TEXT PROVIDED:
○ ○ ○ ○

Baldur's Gate 3 weapon damage math

The recurring BG3 weapon questions, in one click each

The build-choice math players keep re-asking. Each card links to either the live comparison tool or the worked-out concept pillar.

• Greatsword (2d6+3) vs greataxe (1d12+3)?

  Half a point of mean separates them; greatsword's tighter variance wins at low HP, greataxe's fat tail wins above the mean. The crossover sits right at HP 10.

• Longbow (1d8+3) vs heavy crossbow (1d10+3)?

  Heavy crossbow wins on per-shot mean by 1 — but loses Extra Attack interaction. At level 5+ longbow doubles its DPR; heavy crossbow stays on one shot unless you have crossbow expert.

• Should I take Great Weapon Master?

  Closed-form rule: break-even AC ≈ attack-bonus + 8 for Greataxe-class. With +9 to-hit and a magic weapon, GWM is on against everything except plate-and-shield.

• Sharpshooter break-even AC?

  One AC point lower than GWM: attack-bonus + 7 for Longbow. And at long range, Sharpshooter is correct almost regardless of AC.

• Is the +1 weapon worth the slot?

  The damage shift is a flat +1 per swing (1d8+3 → 1d8+4, mean 7.5 → 8.5). The +1 to-hit is usually the bigger deal — it's a property of the attack roll, not the damage roll, and lives outside this engine's scope.

• GWF reroll — placebo or real?

  Real: ~+0.83 mean on Greataxe, ~+1.33 on Greatsword for the canonical reroll-on-1-or-2 (≈+11% on Greatsword DPR). Plus a quiet variance reduction that helps above the mean and hurts below.

• Paladin Divine Smite — when do I burn the slot?

  Smite-only-on-crit delivers exactly 1.875× more damage per slot spent than smite-first-hit, across every slot level. Champion 3 multiclass is the build that actually clears its slot bag.

• Champion Fighter (crit on 19+) — does it pay?

  Sometimes. Two builds with identical expected DPR can have very different per-target kill rates — the variance pillar applied to one weapon's crit profile.

• Elven Accuracy worth the +2 ASI?

  Yes if you're at advantage on more than ~30% of attacks. Mean of 3d20kh1 is exact: 1239/80 = 15.4875, and crit rate jumps to ~14% on advantage rounds.

Common martial weapons

All means below assume a +3 ability modifier (STR or DEX 16, the typical mid-game value before stat bumps). For a +4 or +5 modifier, add 1 or 2 to every mean. Click any expression to open its full distribution in the engine.

Ranged weapons

Build-choice deep-dives

Greatsword vs greataxe

Both two-handed, both standard 5e fare. Greatsword (2d6+3, mean 10, range 5–15) has slightly higher mean and substantially lower variance than greataxe (1d12+3, mean 9.5, range 4–15). Most build guides stop at "greatsword is +0.5 damage on average, therefore better." That's true if you're chip-damaging trash where any swing finishes them — and if you're swinging at a target whose HP you can't reach on a typical roll, the higher-variance greataxe lands more kills.

○ ○ ○ ○

TO DO:
1 - List every weapon in the Baldur's Gate 3 weapon damage text that is given with a dice expression, along with that expression.
2 - Summarize the Baldur's Gate 3 weapon damage text in two sentences.
The records have no connection to the Baldur's Gate 3 text.

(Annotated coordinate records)
○ ○ ○ ○

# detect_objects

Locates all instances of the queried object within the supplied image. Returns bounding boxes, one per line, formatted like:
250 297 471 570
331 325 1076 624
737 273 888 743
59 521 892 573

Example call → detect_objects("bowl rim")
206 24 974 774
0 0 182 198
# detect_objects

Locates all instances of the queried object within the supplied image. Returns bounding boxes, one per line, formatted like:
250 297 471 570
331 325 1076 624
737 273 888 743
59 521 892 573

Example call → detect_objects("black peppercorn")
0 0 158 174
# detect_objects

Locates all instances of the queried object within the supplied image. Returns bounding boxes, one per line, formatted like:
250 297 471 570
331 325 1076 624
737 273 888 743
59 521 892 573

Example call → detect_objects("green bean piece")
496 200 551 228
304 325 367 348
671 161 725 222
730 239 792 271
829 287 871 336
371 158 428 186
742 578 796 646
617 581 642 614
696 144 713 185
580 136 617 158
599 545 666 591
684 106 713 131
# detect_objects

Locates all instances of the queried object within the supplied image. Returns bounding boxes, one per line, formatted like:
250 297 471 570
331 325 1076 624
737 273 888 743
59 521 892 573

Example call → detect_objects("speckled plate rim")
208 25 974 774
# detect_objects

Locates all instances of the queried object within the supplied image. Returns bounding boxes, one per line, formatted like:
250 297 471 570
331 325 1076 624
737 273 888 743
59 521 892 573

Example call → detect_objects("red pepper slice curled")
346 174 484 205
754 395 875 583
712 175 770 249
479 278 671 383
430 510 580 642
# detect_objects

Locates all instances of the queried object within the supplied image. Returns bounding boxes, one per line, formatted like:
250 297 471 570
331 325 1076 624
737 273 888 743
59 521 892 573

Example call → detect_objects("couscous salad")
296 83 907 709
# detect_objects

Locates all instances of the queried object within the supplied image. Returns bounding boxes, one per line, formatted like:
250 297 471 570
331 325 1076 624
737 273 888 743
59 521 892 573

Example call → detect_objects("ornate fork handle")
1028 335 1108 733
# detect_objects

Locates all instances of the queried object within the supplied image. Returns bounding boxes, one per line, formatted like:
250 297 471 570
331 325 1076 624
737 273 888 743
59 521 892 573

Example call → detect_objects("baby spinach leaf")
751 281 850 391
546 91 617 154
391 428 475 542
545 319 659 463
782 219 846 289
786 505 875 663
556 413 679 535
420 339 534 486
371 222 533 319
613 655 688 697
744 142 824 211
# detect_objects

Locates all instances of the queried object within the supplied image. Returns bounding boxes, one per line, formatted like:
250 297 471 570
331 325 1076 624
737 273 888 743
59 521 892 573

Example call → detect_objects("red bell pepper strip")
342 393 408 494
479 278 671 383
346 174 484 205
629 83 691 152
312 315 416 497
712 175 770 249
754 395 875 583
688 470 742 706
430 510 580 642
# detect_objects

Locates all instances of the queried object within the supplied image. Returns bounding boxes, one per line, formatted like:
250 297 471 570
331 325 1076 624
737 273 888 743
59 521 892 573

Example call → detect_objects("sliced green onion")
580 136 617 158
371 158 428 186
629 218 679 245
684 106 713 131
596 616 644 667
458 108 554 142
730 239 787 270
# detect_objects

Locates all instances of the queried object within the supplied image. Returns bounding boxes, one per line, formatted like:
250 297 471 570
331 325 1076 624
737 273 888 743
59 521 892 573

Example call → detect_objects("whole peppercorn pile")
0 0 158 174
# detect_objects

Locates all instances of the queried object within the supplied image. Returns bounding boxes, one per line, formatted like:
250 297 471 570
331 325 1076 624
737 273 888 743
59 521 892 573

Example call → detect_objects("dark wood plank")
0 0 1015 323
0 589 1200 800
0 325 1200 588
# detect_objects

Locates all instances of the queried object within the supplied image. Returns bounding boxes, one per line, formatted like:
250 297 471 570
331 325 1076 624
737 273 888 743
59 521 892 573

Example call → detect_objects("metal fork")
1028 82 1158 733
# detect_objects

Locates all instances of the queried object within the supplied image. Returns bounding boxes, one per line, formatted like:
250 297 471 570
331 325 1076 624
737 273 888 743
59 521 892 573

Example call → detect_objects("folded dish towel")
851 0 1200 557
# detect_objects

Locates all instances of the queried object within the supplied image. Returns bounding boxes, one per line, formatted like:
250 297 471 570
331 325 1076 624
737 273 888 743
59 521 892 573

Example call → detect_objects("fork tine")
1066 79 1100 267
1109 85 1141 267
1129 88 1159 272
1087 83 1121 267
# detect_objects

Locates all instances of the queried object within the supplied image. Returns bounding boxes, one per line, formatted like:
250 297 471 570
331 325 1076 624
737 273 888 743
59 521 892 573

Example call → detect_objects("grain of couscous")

○ ○ ○ ○

OUTPUTS:
1 -
Greatsword (2d6+3)
Greataxe (1d12+3)
Longbow (1d8+3)
Heavy crossbow (1d10+3)

2 - The text answers recurring Baldur's Gate 3 build questions, such as greatsword versus greataxe, longbow versus heavy crossbow, and when Great Weapon Master, Sharpshooter, Divine Smite or Elven Accuracy pays off. Its weapon means assume a +3 ability modifier, and it argues that greatsword's half-point edge in mean matters against targets any swing finishes, while the higher-variance greataxe lands more kills when a typical roll can't reach the target's HP.